→ Exercise details:
Go through the entries, filter for the word "order", and copy every line that has it.

[Start of section]

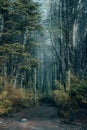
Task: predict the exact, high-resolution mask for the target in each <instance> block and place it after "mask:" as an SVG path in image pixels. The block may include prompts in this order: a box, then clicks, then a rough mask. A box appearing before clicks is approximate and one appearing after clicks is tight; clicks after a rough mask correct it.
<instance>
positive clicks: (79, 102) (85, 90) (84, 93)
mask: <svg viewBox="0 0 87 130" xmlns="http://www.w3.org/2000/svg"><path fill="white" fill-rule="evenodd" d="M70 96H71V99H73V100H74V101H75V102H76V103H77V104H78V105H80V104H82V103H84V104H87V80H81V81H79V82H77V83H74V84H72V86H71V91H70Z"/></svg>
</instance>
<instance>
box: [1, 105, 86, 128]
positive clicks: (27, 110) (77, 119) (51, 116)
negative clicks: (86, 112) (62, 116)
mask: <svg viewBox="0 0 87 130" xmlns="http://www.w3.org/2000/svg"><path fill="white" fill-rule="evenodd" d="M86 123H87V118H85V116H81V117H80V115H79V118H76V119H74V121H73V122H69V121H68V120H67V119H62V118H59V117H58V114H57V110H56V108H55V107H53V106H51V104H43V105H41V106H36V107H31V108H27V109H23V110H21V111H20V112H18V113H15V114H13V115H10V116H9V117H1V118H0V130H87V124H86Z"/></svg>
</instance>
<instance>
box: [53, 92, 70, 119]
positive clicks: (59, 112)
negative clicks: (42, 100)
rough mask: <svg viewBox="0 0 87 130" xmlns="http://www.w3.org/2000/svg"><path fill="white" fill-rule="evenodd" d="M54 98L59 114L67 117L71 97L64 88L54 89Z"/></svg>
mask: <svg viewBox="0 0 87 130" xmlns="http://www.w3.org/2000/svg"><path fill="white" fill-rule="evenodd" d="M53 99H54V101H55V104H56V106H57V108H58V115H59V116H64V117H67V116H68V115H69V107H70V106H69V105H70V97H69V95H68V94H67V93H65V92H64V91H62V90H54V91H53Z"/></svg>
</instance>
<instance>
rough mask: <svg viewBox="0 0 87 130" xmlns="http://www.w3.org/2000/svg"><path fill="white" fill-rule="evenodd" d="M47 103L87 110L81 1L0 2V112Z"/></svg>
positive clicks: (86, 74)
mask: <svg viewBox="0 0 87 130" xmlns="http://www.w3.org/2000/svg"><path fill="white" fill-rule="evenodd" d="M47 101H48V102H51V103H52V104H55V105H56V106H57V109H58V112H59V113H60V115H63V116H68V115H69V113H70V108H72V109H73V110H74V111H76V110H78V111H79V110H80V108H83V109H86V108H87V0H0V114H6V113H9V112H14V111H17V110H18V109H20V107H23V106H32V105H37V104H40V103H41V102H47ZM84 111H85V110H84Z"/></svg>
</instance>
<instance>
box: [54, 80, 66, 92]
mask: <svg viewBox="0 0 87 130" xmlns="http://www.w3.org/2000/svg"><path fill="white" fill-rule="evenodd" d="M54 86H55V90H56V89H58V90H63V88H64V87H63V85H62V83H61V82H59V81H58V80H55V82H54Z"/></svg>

[End of section]
[Start of section]

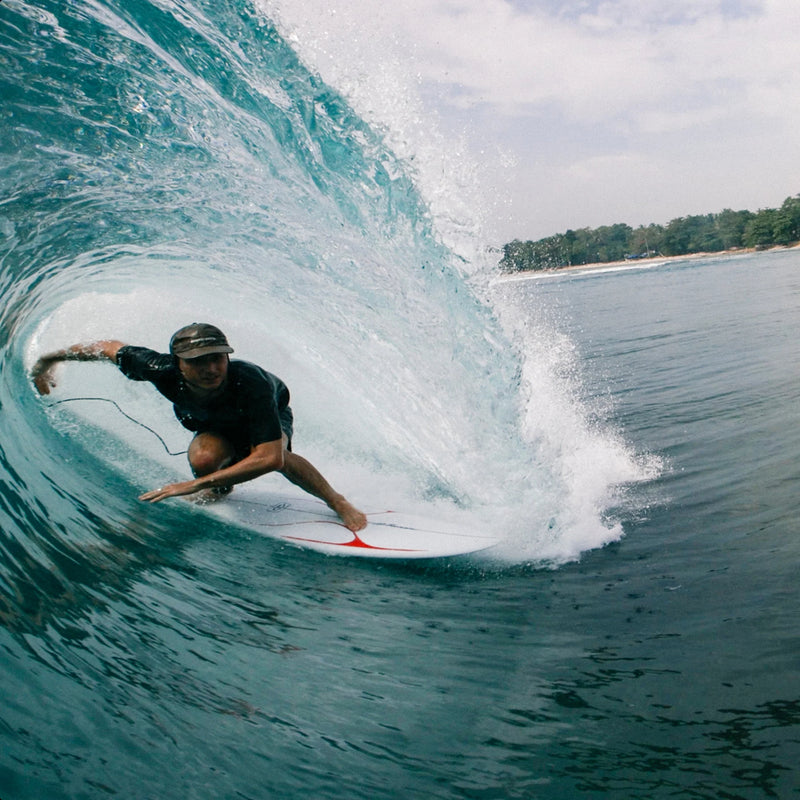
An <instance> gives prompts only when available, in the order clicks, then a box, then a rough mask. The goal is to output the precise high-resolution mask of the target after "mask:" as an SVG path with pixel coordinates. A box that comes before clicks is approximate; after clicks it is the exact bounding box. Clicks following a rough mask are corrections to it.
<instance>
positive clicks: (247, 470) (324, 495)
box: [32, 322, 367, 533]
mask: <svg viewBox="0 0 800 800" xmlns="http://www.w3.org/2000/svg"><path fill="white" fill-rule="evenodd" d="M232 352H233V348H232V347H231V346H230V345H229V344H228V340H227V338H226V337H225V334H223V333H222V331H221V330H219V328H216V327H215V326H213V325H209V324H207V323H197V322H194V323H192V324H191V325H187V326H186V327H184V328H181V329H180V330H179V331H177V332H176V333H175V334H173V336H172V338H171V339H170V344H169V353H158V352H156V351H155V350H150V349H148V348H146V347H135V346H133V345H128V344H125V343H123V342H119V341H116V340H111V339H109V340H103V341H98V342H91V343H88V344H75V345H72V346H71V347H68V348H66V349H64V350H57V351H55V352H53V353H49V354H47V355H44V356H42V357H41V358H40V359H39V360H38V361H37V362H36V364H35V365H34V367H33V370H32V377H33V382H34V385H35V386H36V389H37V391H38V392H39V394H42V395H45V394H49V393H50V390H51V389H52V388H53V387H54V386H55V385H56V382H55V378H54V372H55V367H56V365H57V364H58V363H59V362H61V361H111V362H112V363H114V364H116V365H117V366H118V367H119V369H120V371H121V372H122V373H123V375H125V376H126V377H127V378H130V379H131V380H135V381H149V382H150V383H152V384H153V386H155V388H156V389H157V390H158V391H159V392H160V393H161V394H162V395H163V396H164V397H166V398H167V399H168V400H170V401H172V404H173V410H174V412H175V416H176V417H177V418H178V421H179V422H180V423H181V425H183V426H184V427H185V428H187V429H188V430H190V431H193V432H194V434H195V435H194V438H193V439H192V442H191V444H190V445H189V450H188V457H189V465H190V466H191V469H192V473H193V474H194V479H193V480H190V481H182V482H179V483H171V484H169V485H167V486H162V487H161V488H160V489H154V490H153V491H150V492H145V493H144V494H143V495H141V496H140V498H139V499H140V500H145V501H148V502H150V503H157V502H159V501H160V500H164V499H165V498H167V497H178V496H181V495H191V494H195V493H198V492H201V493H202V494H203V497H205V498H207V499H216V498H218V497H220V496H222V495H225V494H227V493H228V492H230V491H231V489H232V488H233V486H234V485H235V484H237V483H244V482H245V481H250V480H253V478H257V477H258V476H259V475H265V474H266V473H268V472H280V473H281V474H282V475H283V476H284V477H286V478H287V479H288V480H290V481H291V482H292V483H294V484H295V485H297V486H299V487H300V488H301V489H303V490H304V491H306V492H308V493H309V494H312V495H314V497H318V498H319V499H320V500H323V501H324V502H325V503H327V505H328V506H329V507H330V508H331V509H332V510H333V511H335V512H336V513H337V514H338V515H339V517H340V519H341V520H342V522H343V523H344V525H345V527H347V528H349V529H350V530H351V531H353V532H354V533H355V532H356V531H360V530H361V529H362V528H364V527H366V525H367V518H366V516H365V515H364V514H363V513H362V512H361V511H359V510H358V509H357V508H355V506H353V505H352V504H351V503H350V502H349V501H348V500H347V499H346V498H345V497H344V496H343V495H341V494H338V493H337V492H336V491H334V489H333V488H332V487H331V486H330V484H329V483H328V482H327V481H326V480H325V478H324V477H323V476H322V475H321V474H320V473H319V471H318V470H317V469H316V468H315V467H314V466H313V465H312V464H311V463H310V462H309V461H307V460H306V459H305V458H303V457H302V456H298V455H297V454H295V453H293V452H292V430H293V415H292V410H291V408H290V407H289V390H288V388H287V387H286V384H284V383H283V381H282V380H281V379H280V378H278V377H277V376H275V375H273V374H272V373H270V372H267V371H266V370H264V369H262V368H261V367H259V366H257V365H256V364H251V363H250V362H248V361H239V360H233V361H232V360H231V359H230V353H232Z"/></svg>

[End of section]

→ Your response:
Task: predict the exact, high-resolution mask for the target in each <instance> block and place it after "mask:" as an SVG path in image pixels. The block may include prompts in this order: a box, then clicks, then a rough mask. A box appearing before clicks is approximate and one appearing after clicks is tight; clicks after a rough mask correct it.
An <instance> gives prompts only when available, in the order clicks, then a box, then a rough mask. The goal is to output the precise high-resolution mask of the target after "mask:" as an SVG path with pixel coordinates. A box that comes before clicks is approximate; after clicks it is the exact bounding box. Clicks following a rough mask are corrections to it.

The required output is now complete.